_Written problem_
Retype each of the following items line for line, without changing any character.

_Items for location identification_
☆ ☆ ☆ ☆
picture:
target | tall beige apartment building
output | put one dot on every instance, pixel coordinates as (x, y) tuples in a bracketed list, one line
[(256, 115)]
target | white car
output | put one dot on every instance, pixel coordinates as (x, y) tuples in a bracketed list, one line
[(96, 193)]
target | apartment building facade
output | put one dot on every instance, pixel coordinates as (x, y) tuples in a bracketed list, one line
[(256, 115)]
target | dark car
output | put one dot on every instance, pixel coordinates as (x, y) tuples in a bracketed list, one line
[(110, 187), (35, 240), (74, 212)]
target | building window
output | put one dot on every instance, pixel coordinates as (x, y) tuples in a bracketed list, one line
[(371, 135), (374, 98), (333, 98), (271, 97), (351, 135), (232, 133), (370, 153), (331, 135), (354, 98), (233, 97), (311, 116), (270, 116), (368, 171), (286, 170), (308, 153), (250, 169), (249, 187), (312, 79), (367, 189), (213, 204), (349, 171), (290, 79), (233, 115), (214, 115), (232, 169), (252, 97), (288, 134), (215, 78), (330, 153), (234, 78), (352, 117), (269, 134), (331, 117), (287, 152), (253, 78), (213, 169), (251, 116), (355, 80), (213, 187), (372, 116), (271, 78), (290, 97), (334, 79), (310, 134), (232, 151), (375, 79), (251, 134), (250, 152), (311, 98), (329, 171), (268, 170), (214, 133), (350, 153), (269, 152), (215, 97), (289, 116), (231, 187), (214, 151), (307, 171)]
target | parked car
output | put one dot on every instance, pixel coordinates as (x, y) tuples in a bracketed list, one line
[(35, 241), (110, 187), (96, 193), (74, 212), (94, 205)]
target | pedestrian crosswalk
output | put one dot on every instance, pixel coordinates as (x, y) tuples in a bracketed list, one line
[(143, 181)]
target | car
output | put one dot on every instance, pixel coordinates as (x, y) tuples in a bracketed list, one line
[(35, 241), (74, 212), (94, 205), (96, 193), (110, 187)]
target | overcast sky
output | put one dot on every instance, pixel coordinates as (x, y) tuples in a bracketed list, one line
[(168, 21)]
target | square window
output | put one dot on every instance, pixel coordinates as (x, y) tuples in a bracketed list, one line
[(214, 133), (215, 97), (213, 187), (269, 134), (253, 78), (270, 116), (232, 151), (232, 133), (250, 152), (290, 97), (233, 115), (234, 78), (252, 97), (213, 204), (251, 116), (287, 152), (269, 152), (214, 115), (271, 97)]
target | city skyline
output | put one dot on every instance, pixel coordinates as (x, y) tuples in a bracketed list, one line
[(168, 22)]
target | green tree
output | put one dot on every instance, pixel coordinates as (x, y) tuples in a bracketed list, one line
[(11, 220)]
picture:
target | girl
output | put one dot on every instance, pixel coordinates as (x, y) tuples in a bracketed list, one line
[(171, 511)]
☆ ☆ ☆ ☆
_Answer to the task_
picture:
target | tall beige apartment building
output | put one dot on every instance, pixel coordinates as (x, y) tuples in a bracketed list, one line
[(256, 115)]
target | white car
output | put one dot on every instance, pixel coordinates as (x, y) tuples in a bracketed list, one line
[(96, 193)]
target | apartment building facade
output | put one dot on every instance, pixel coordinates as (x, y) tuples in a bracketed list, one line
[(256, 115)]
target | dark car
output | put one dot on every instance, pixel coordinates as (x, y) tuples in a bracketed list, one line
[(110, 187), (35, 240), (74, 212)]
target | building window
output | put one dot on every instance, pixel coordinates as (x, y) tuples in a bracketed list, one line
[(371, 135), (374, 98), (333, 98), (271, 97), (351, 135), (232, 133), (370, 153), (331, 135), (354, 98), (233, 97), (311, 116), (270, 116), (368, 171), (286, 170), (308, 153), (250, 169), (249, 187), (312, 79), (367, 189), (213, 204), (349, 171), (290, 79), (233, 115), (214, 115), (232, 169), (252, 97), (288, 134), (215, 78), (330, 153), (234, 78), (352, 117), (269, 134), (331, 117), (287, 152), (253, 78), (213, 169), (251, 116), (355, 80), (213, 187), (372, 116), (271, 78), (290, 97), (334, 79), (310, 134), (232, 151), (375, 79), (251, 134), (250, 152), (311, 98), (329, 171), (268, 170), (214, 133), (350, 153), (269, 152), (215, 97), (289, 116), (231, 187), (214, 151), (307, 171)]
target | parked car
output | put one dot on every instance, pixel coordinates as (x, y) tuples in a bracketed list, one line
[(35, 241), (110, 187), (96, 193), (74, 212), (94, 205)]
target | pedestrian crosswalk
output | put one dot on every instance, pixel coordinates as (x, y) tuples in a bracketed list, one line
[(143, 181)]
target | car
output | put one dot on every instance, pixel coordinates as (x, y) tuples in a bracketed list, one line
[(35, 241), (74, 212), (94, 205), (96, 193), (110, 187)]
target | overcast sky
output | put one dot on every instance, pixel coordinates as (x, y) tuples in a bracketed list, one line
[(168, 21)]
target | square window
output | put one dot on every instance, pixel coordinates as (x, y) tuples in a bracketed list, one line
[(214, 133), (215, 97), (213, 187), (269, 134), (253, 78), (270, 116), (232, 151), (232, 133), (250, 152), (290, 97), (233, 115), (234, 78), (252, 97), (213, 204), (251, 116), (287, 152), (269, 152), (214, 115), (271, 97)]
target | city skyline
output | put one dot on every instance, pixel coordinates as (x, y) tuples in a bracketed list, one line
[(168, 22)]
target | green tree
output | put one dot on every instance, pixel coordinates as (x, y) tuples in a bracketed list, one line
[(11, 220)]
picture:
target | girl
output | put one dot on every instance, pixel coordinates as (x, y) tuples in a bracketed list, one line
[(171, 511)]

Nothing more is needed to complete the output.